• Provided entries:

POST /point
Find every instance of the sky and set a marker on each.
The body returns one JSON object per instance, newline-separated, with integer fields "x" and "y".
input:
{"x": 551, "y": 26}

• What to work on:
Copy the data. Make sure every line matches exactly.

• Output:
POST /point
Find every instance of the sky and set a marker on each.
The body returns one JSON object per instance, newline-separated, with integer fields "x" and "y".
input:
{"x": 551, "y": 26}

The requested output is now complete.